THE PROBLEM
Reproduce verbatim the portion of the material that opens with the line containing "For each <instance>" and closes with the line containing "106L206 140L538 121L0", including both of those lines.

RECORDS PROVIDED
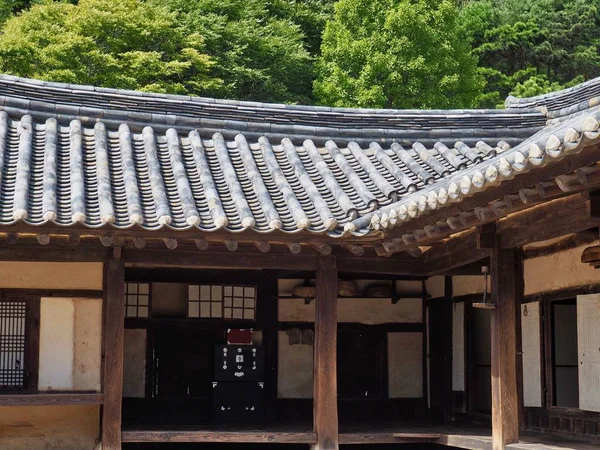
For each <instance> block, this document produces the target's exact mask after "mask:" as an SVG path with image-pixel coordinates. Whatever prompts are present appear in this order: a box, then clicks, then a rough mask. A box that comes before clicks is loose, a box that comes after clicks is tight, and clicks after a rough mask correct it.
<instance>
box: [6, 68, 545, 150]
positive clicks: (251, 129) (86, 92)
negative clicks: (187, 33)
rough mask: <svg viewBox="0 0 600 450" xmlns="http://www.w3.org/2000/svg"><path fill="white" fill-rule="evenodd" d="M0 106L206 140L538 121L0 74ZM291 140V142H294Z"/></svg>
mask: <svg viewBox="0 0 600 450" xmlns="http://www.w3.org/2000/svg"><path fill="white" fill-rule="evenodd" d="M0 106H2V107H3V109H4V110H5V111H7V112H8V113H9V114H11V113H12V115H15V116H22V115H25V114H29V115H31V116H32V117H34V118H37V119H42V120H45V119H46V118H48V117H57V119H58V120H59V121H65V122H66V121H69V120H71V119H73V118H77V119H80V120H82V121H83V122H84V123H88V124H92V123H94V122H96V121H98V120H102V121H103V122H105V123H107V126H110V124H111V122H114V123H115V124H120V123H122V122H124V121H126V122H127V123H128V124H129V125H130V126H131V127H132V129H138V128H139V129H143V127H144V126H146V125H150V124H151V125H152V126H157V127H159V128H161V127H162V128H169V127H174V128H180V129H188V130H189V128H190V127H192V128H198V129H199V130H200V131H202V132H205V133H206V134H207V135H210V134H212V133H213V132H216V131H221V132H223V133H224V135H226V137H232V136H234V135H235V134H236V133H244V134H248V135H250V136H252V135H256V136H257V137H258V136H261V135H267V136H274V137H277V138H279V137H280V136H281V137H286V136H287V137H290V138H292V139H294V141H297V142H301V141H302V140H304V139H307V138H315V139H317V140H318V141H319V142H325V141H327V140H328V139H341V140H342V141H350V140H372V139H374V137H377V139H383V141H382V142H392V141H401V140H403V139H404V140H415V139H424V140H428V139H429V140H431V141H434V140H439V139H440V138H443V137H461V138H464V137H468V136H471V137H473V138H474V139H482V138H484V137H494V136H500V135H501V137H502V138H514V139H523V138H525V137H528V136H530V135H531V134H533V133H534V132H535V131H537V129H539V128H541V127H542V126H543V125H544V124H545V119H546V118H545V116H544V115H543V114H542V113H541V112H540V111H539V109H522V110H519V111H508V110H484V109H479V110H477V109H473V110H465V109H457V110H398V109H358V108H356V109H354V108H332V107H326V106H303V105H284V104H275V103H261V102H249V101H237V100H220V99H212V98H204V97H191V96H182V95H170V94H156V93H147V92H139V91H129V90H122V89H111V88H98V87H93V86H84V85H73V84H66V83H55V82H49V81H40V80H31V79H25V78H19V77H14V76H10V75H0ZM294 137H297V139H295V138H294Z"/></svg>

...

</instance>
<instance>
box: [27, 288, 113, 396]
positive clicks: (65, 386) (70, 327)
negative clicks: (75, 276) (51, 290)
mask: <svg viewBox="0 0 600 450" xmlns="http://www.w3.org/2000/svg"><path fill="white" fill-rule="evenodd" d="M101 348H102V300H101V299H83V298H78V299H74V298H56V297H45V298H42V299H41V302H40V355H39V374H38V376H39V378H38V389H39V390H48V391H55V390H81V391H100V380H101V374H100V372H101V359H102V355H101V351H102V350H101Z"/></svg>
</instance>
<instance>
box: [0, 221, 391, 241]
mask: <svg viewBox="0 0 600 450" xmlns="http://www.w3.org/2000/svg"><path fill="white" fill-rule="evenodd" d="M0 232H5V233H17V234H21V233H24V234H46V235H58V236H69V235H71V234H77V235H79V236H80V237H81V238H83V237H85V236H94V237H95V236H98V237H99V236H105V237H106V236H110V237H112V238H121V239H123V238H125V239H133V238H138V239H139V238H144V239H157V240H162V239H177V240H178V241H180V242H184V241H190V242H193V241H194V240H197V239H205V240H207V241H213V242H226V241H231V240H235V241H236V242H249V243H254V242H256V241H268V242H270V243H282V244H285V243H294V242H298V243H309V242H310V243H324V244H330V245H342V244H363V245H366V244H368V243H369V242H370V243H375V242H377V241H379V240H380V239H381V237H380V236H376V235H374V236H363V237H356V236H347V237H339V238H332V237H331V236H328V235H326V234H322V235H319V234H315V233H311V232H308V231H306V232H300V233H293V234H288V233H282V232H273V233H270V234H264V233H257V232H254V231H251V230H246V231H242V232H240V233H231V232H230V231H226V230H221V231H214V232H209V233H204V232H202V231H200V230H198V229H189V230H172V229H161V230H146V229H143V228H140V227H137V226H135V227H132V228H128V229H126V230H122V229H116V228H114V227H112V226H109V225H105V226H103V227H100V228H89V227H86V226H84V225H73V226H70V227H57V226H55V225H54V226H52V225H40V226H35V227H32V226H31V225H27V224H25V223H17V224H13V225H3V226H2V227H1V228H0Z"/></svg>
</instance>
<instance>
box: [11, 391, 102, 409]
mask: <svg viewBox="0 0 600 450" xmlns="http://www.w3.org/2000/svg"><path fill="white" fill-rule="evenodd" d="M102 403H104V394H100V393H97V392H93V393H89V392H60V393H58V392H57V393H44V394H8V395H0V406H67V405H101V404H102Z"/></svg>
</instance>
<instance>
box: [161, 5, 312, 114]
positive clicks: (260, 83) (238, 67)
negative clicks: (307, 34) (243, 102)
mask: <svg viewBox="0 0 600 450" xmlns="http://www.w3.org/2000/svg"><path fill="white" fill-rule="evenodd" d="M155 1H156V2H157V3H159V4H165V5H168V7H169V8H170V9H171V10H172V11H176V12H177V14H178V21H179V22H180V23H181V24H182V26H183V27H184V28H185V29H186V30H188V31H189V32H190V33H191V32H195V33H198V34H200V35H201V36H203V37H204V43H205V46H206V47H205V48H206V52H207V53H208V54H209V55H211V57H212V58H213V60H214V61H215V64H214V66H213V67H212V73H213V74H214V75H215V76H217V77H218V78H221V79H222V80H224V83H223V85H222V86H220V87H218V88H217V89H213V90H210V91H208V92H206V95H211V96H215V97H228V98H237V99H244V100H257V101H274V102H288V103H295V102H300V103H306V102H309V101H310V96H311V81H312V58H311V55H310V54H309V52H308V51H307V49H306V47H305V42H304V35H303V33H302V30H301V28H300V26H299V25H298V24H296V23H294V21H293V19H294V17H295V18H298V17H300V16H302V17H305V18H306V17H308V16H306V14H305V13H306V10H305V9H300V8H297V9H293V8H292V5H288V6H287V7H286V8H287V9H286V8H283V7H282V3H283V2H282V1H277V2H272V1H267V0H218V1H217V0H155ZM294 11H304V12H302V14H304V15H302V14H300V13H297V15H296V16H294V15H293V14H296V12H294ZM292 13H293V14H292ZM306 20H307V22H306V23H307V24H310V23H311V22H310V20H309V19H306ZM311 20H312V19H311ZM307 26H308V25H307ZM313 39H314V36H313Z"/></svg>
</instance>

* * *

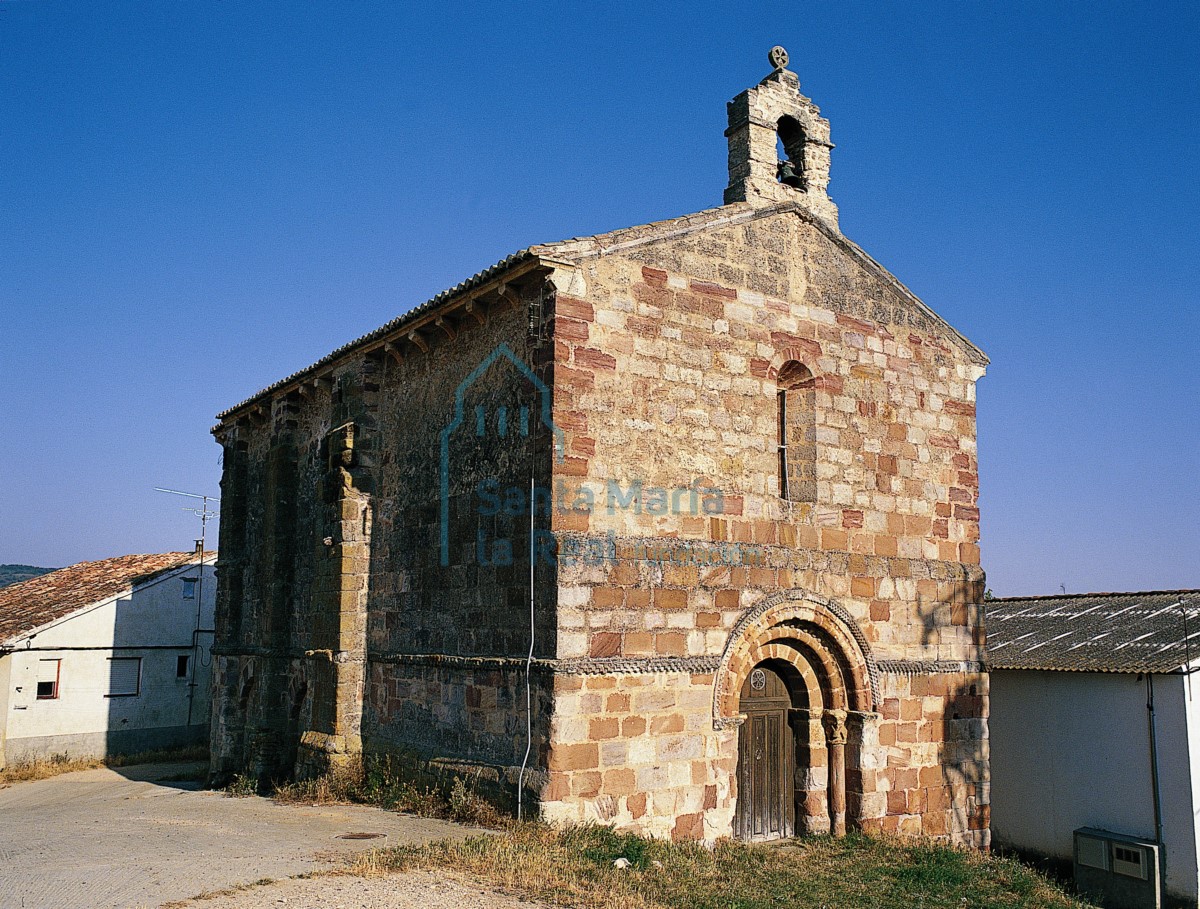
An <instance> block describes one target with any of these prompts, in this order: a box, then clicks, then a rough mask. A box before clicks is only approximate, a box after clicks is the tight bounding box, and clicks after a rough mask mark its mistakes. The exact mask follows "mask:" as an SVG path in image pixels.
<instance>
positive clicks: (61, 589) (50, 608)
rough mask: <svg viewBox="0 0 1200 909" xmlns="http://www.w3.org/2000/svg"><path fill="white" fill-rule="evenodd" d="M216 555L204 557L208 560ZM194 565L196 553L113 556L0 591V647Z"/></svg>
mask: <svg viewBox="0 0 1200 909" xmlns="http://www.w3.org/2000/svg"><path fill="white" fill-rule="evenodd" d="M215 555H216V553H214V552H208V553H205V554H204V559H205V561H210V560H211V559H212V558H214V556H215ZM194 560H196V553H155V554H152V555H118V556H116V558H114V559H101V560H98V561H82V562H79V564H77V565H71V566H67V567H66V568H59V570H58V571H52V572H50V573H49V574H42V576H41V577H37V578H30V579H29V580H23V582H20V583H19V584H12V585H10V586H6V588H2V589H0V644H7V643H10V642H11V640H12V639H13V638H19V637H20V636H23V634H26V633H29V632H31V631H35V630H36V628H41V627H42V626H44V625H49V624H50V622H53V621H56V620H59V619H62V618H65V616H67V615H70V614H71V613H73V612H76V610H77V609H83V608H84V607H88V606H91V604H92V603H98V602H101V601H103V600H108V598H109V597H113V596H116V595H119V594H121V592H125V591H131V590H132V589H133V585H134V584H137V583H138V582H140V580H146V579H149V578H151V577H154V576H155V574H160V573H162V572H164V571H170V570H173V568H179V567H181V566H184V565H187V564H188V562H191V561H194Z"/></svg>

TASK RESPONSE
For each <instance> block, this document produces the target's exact mask after "mask:" as an SVG path with image-pixel coordinates. Whatever prompts are present appear in this order: a box, then clicks, then a rough mask. A box that comes before clicks is loose, a box that comes after clicks is tight, and clicks after a rough mask correct it.
<instance>
box: [6, 68, 545, 150]
positive clicks: (251, 129) (86, 92)
negative clicks: (187, 33)
rough mask: <svg viewBox="0 0 600 450" xmlns="http://www.w3.org/2000/svg"><path fill="white" fill-rule="evenodd" d="M0 106L206 140L538 121L0 74ZM291 140V142H294Z"/></svg>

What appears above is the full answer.